**WHAT THE EXERCISE ASKS**
The records that follow should be retyped word for word.

**DATA**
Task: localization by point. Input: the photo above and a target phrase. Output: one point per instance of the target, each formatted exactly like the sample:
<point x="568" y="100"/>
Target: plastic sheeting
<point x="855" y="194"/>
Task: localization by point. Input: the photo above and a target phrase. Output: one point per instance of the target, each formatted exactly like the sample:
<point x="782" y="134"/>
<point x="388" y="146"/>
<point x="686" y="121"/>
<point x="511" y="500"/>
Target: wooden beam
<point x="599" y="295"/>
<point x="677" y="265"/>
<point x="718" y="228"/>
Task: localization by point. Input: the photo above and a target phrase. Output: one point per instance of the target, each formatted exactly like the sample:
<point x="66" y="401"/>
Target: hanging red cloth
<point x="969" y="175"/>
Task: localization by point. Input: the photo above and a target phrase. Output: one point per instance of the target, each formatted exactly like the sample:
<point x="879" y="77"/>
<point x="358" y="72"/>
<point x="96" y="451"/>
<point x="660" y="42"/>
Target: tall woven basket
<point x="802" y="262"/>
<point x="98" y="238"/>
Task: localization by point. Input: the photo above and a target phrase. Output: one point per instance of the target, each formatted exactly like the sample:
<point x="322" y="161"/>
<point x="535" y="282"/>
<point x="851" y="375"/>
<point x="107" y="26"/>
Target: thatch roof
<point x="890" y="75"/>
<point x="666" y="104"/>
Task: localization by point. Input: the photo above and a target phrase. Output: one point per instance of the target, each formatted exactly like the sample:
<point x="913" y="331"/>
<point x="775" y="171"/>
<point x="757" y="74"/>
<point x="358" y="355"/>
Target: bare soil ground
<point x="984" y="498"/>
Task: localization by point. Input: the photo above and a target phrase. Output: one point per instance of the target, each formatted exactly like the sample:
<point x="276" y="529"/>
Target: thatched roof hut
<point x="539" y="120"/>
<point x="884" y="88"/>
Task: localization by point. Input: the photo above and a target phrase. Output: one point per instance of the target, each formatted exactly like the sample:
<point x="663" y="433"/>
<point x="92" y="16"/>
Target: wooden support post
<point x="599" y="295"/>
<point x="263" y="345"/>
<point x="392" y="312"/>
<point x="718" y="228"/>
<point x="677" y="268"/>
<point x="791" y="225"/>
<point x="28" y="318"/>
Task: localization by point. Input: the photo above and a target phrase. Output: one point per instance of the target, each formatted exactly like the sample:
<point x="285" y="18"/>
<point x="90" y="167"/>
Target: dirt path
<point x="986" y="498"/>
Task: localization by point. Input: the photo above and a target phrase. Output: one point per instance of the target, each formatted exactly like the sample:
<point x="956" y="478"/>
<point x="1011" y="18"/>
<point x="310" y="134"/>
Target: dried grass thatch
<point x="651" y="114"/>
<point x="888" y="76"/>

**WRITTEN RESPONSE**
Task: localization by point. Input: the photo above and a target phrase. Output: one point per instance of the target, each formatted exactly like the sample:
<point x="568" y="100"/>
Target: plastic sheeting
<point x="855" y="194"/>
Task: localization by point. Input: the photo above and a target phrase. Output: one point per instance of the target, each formatted exactly like the sample:
<point x="782" y="134"/>
<point x="388" y="146"/>
<point x="686" y="121"/>
<point x="511" y="500"/>
Target: wooden beam
<point x="599" y="295"/>
<point x="677" y="265"/>
<point x="718" y="228"/>
Task: localization by point. Input: the photo above and a target phrase. Output: one point per instance of the target, each formatted exactly like the sample:
<point x="66" y="401"/>
Target: hanging red cloth
<point x="969" y="175"/>
Task: localization by point. Input: the photo above and a target phrase. Output: one point per instance of the target, each formatted exactly like the sample:
<point x="879" y="77"/>
<point x="358" y="72"/>
<point x="96" y="451"/>
<point x="660" y="42"/>
Target: tall woven basket
<point x="802" y="262"/>
<point x="98" y="238"/>
Task: localization by point. Input: the photo above and a target phrase. Output: one point per instance of the target, each formatted exactly like the sample:
<point x="322" y="161"/>
<point x="535" y="282"/>
<point x="851" y="375"/>
<point x="107" y="26"/>
Target: thatch roof
<point x="890" y="75"/>
<point x="666" y="104"/>
Task: localization by point. Input: the photo above and a target phrase. Output: one point per instance of the target, each formatted exactly like the sample:
<point x="913" y="331"/>
<point x="775" y="171"/>
<point x="757" y="74"/>
<point x="358" y="355"/>
Target: bare soil ground
<point x="984" y="498"/>
Task: localization by point. Input: the photo above and a target phrase. Output: one point per instance of the target, each formatted exactly like the sample:
<point x="276" y="529"/>
Target: thatched roof hut
<point x="539" y="120"/>
<point x="884" y="88"/>
Task: localization by point. Input: the photo above and a target phrase. Output: one point per instance of the target, each formatted exactly like the sample:
<point x="663" y="433"/>
<point x="92" y="16"/>
Target: wooden support post
<point x="599" y="295"/>
<point x="263" y="345"/>
<point x="392" y="312"/>
<point x="718" y="228"/>
<point x="677" y="268"/>
<point x="791" y="225"/>
<point x="28" y="318"/>
Task: localization by point. Input: the photo above and a target phrase. Output: one point per instance of the target, each formatted exactly like the sample:
<point x="285" y="18"/>
<point x="90" y="167"/>
Target: dirt path
<point x="986" y="498"/>
Task: localization by point. Input: the photo above and a target phrase. Output: one point per instance of the target, each formatted exactly like the sample:
<point x="956" y="478"/>
<point x="1011" y="18"/>
<point x="310" y="134"/>
Target: dried grass thatch
<point x="651" y="114"/>
<point x="888" y="76"/>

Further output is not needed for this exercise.